Word for word, repeat each record that follows.

╭─ RECORDS SHOWN

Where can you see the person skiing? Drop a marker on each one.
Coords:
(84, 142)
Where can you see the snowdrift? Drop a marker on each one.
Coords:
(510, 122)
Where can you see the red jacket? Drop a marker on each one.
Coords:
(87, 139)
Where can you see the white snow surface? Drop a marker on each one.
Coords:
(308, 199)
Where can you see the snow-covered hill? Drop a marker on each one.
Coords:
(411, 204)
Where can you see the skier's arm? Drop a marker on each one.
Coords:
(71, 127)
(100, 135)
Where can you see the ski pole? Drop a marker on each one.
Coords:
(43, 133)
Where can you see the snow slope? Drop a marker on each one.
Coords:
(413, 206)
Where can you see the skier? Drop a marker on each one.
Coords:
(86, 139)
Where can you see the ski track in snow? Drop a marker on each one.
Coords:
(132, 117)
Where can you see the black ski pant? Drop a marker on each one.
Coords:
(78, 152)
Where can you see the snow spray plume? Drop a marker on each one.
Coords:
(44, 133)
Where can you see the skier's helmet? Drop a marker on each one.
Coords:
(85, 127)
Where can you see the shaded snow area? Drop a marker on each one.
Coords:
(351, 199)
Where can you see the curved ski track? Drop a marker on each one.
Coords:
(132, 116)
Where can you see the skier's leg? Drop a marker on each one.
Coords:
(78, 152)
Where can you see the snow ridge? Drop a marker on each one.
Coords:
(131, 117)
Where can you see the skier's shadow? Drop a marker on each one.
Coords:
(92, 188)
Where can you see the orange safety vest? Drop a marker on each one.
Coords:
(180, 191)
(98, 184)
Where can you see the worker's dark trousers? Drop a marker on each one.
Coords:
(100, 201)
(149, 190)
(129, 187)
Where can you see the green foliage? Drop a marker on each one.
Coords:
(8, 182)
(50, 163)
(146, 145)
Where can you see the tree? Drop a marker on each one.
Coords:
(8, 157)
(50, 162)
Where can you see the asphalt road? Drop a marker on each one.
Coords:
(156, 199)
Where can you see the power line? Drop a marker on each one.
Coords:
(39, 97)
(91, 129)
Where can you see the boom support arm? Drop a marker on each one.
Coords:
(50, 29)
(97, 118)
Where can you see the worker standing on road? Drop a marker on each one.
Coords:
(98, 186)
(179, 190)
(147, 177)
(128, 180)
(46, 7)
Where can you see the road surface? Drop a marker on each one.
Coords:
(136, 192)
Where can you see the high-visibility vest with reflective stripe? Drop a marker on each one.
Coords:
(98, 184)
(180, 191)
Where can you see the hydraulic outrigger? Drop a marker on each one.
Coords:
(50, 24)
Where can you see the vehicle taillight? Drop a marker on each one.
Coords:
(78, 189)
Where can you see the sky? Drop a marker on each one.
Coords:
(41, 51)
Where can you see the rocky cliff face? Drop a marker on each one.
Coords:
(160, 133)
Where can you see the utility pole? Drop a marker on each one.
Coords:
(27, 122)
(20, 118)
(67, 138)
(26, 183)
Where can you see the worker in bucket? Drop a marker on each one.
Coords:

╰─

• **SOLUTION FOR THIS EXERCISE**
Where can you see the person skiing? Drop a marker on each one.
Coords:
(84, 142)
Where can you see the snowdrift? Drop a marker on each one.
Coords:
(510, 122)
Where can you see the red jacket? Drop a marker on each one.
Coords:
(87, 139)
Where can you see the white snow surface? Drop a marker on each one.
Coords:
(308, 199)
Where can you see the snow-covered hill? Drop a marker on each one.
Coords:
(411, 204)
Where can you see the skier's arm? Drop a marker on each one.
Coords:
(71, 127)
(100, 135)
Where can you see the ski pole? Drop a marker on each one.
Coords:
(43, 133)
Where can you see the snow slope? Drop a marker on each one.
Coords:
(413, 206)
Where can you see the skier? Drop a marker on each one.
Coords:
(86, 139)
Where can you see the ski track in snow? Drop a marker on each one.
Coords:
(132, 117)
Where can you see the black ski pant? Drop a marker on each one.
Coords:
(78, 152)
Where can you see the snow spray plume? Drop a marker on each one.
Coords:
(44, 133)
Where can you see the skier's helmet? Drop a marker on each one.
Coords:
(85, 127)
Where can you see the shaded snow area? Drop a marker on each one.
Coords:
(351, 199)
Where can you see the curved ski track? Drop a marker on each one.
Coords:
(132, 116)
Where can you see the skier's leg? Drop a marker on each one.
Coords:
(78, 152)
Where can you see the snow ridge? Drop a marker on each one.
Coords:
(131, 117)
Where can you see the skier's shadow? Drop a marker on each one.
Coords:
(92, 188)
Where can you see the orange safety vest? Drop a marker on each one.
Coords:
(180, 191)
(98, 184)
Where can you see the worker's dark trousers? Drop a marker on each one.
Coords:
(100, 201)
(149, 190)
(129, 187)
Where can you see the green foliage? Drop a marker on each one.
Coords:
(8, 182)
(50, 163)
(146, 145)
Where can you see the tree? Drop a marker on each one.
Coords:
(8, 157)
(50, 162)
Where can you see the asphalt road? Drop a marker on each one.
Coords:
(156, 199)
Where can you see the power line? Drop a marker on each one.
Coords:
(39, 97)
(91, 129)
Where can you see the boom support arm? Drop a marker on each one.
Coords:
(50, 29)
(97, 118)
Where can you see the worker standing on road? Drop a marker on each one.
Coords:
(98, 186)
(179, 190)
(147, 177)
(128, 180)
(46, 7)
Where can you see the road surface? Drop a marker on each one.
Coords:
(136, 192)
Where can you see the high-visibility vest with reflective stripe? Drop a marker on each one.
Coords:
(98, 184)
(180, 191)
Where can you see the hydraulic outrigger? Drop a marker on each one.
Coords:
(50, 24)
Where can you see the vehicle taillight? Drop a marker on each one.
Coords:
(78, 189)
Where can you see the sky? Drop a marker on each one.
Coords:
(41, 51)
Where can you see the rocky cliff face? Drop a marker on each one.
Coords:
(160, 133)
Where can you see the utility pole? Drop a marker on each one.
Coords:
(27, 122)
(20, 118)
(67, 138)
(26, 183)
Where can you see the worker in bucket? Drop a marker on each one.
Coords:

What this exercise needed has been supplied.